[Material for the task]
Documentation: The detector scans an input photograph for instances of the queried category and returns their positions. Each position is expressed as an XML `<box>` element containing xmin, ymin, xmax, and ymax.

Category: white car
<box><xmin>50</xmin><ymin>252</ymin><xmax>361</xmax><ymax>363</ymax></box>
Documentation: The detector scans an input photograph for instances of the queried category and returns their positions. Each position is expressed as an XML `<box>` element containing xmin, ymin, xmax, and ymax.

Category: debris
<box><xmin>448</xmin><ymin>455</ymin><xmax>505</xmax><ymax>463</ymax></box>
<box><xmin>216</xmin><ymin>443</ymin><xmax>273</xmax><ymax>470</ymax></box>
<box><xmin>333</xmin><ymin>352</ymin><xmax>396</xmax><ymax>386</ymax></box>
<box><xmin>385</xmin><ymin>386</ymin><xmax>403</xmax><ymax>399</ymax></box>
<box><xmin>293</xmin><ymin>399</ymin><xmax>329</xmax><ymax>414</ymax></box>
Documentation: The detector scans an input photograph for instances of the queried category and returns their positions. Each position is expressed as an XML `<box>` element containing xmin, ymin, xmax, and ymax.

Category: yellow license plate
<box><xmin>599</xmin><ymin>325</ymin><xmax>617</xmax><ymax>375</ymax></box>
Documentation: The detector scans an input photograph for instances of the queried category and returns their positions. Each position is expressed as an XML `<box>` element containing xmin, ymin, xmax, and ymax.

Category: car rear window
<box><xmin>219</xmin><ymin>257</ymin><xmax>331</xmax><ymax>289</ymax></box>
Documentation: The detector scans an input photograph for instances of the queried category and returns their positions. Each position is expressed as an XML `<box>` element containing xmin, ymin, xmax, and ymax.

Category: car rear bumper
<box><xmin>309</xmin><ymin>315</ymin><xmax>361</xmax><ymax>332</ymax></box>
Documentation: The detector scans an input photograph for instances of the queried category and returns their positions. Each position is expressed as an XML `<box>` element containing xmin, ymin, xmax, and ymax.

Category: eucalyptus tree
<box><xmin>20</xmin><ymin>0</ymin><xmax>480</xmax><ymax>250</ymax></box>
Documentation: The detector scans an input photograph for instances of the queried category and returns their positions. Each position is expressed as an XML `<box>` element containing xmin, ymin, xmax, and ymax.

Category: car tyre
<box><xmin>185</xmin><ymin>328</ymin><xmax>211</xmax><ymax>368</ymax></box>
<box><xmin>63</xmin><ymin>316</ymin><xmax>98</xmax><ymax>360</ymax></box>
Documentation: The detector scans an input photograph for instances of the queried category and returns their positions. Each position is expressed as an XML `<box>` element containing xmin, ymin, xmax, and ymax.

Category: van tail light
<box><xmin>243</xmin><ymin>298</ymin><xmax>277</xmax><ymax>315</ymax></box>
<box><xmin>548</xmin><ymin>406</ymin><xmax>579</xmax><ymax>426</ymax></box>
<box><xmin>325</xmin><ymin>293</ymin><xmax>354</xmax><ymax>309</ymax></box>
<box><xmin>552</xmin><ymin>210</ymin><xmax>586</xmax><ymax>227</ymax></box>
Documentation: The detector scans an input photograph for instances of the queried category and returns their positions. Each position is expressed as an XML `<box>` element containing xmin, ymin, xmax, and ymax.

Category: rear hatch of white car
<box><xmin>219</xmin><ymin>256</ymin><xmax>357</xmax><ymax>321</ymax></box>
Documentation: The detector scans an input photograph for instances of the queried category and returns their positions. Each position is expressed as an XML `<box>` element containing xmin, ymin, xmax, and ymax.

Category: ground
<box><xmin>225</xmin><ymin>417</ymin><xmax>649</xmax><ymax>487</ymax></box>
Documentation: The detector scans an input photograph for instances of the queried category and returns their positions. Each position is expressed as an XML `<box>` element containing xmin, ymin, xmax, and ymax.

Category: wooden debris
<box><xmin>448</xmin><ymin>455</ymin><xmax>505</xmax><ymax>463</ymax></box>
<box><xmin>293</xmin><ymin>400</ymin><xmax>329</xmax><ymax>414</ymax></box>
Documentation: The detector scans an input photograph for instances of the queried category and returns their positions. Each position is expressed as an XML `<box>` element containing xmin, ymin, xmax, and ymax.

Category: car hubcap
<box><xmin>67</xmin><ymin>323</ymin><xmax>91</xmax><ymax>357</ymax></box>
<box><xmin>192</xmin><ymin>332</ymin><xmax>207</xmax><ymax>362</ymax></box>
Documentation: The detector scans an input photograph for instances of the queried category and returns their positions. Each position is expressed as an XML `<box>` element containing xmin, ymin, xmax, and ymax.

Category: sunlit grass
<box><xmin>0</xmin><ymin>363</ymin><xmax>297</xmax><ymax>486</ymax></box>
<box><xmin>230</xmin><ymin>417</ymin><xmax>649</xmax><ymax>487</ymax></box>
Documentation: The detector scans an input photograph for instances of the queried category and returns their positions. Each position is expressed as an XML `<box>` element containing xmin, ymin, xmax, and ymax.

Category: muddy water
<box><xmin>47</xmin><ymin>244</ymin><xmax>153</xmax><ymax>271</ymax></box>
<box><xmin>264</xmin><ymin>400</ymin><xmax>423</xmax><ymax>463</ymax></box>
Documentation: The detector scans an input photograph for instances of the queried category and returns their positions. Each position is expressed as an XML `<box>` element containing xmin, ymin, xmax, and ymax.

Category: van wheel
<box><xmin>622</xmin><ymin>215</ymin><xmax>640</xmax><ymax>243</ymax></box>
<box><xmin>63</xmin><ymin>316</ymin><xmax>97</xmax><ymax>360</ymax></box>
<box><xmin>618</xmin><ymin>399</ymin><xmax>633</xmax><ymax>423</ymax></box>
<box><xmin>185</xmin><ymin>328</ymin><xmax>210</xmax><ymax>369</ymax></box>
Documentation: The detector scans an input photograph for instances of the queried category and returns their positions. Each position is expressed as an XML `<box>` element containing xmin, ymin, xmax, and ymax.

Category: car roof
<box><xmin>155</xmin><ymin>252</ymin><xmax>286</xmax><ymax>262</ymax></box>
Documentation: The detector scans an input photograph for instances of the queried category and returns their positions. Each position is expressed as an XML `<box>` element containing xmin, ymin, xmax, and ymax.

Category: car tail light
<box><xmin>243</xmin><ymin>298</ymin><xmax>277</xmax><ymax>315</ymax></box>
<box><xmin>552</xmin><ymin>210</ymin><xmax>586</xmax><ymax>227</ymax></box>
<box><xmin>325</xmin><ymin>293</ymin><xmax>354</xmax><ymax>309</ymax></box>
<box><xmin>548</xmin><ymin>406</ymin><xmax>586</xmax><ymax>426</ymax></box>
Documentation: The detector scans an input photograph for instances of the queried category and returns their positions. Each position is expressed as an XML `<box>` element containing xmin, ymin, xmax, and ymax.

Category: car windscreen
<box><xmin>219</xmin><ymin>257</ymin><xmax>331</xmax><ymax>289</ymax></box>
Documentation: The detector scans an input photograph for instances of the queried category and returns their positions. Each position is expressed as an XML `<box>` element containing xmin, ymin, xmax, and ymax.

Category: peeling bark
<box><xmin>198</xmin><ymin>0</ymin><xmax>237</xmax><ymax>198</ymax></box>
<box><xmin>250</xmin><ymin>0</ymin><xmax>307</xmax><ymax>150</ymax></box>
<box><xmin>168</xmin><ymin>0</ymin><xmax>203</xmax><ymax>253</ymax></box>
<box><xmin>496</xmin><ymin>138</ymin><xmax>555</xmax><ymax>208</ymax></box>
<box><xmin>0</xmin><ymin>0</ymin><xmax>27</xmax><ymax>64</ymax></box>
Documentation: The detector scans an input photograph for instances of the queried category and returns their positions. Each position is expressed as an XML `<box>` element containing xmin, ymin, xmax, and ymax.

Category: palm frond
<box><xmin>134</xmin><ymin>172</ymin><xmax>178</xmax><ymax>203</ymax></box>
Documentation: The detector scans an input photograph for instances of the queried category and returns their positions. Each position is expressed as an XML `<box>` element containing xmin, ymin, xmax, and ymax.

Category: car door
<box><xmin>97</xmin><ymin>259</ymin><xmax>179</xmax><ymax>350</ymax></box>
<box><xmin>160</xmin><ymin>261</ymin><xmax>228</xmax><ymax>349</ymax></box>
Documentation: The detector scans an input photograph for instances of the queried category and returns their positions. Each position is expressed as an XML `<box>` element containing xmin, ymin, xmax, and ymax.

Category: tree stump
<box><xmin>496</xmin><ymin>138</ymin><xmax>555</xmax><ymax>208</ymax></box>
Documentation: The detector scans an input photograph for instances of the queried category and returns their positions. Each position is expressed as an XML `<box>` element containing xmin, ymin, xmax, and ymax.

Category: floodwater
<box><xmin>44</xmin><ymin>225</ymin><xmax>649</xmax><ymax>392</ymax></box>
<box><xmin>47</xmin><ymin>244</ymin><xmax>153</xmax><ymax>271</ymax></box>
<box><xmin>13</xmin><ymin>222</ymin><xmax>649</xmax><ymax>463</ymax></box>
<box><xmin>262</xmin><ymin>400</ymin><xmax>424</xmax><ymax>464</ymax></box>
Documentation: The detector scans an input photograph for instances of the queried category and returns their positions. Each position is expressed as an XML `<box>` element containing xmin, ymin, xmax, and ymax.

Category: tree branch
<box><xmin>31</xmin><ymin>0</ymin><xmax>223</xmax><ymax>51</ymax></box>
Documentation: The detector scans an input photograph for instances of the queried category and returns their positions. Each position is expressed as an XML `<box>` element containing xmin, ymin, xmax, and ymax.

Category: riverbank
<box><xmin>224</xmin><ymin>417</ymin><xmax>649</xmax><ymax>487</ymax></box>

[Task objective] Can you locate every line of the material above that contains the string "debris" and copy each of those lines?

[Written solution]
Category: debris
Category: wooden debris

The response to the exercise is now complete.